Vorliegender Text
○ ○ ○ ○ ○ ○ ○
# Was habt Ihr,oder würdet Ihr nehmen?



## platfisch7000 (5. November 2006)

Moin Leute!#h 

So, nun ist es soweit.
Ich habe mir auf der Hanseboot ein Angelboot mit Steuerstand gekauft!

Nun besitze ich aus meinen Bellyboat- und Pontonboatzeiten noch ein gutes Echolot,nämlich das Lowrance x 125,mit dem ich auch sehr zufrieden bin!
Nun würde ich mir gerne in nächster Zeit noch einen Kartenplotter zulegen.

Dabei dachte ich entweder an den Lowrace Global Map 3600c
oder an Garmin GPSMAP 172 C!
Wer hat eins dieser Geräte und kann mir dazu etwas sagen (raten)?

Welche Karten sind denn nun am besten ?

-Garmin Map Source
-Nautic Path
-Navionics (Gold)

Weiß Jemand ,ob der Swinger meines Echolotes auch für die Kombinationsgeräte von Lowrance (LMS-334C oder LMS-332C)
passt?
Denn den Swinger wollte ich von dem Händler meines Bootes ,gleicht montieren lassen.
Und wenn ich mich denn vielleicht für ein Kombigerät entscheide
wäre es ja blöd wenn ich nach z.B. einem Halben Jahr den Swinger wieder umbauen lassen muß!
○ ○ ○ ○ ○ ○ ○
Aufgelistete Einträge
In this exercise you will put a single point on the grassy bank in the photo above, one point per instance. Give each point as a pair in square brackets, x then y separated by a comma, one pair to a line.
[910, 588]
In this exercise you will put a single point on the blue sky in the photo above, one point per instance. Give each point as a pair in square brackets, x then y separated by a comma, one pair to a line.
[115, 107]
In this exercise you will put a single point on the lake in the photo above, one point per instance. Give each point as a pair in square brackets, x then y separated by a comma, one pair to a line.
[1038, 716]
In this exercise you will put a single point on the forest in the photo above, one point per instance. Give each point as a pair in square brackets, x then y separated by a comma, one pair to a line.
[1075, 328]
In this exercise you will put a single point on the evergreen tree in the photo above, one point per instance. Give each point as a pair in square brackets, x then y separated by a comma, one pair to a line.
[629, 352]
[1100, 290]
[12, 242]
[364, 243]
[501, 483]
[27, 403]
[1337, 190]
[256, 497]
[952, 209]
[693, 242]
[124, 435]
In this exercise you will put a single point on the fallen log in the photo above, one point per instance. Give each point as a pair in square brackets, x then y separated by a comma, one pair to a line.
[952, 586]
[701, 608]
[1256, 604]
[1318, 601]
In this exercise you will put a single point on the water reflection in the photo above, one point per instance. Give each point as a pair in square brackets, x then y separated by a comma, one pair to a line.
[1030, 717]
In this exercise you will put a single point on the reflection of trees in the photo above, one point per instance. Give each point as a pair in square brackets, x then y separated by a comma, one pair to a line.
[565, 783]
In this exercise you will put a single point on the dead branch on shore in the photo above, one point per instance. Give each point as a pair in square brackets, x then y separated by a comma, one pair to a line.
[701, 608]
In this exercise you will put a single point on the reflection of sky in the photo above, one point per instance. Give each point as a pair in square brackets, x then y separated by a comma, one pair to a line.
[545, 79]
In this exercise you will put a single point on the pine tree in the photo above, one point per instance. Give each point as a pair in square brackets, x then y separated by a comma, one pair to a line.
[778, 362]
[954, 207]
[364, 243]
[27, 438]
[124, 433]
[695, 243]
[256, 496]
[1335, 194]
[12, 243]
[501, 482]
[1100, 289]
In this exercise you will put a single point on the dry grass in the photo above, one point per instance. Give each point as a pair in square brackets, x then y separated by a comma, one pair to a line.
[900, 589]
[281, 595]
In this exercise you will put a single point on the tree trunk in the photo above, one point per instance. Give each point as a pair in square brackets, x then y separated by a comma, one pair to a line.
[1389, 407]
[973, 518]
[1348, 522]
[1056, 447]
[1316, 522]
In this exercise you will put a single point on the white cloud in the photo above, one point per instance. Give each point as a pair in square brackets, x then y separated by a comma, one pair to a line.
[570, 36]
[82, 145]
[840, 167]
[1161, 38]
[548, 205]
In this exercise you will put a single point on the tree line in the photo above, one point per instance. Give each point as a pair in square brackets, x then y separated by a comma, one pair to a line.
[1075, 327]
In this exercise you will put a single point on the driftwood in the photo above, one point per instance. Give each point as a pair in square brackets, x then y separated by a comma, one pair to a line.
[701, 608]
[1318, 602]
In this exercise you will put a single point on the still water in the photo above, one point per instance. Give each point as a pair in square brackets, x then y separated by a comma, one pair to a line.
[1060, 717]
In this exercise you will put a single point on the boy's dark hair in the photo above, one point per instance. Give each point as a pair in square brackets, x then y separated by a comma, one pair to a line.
○ ○ ○ ○ ○ ○ ○
Aufgaben
A - Wo wurde laut dem Forumsbeitrag das Angelboot mit Steuerstand gekauft?
B - Gib aus dem Forumsbeitrag den Abschnitt wortgetreu wieder, der mit „Nun besitze ich“ beginnt und bis „GPSMAP 172 C!“ reicht.

Lösungen
A - Auf der Hanseboot.

B -
Nun besitze ich aus meinen Bellyboat- und Pontonboatzeiten noch ein gutes Echolot,nämlich das Lowrance x 125,mit dem ich auch sehr zufrieden bin!
Nun würde ich mir gerne in nächster Zeit noch einen Kartenplotter zulegen.

Dabei dachte ich entweder an den Lowrace Global Map 3600c
oder an Garmin GPSMAP 172 C!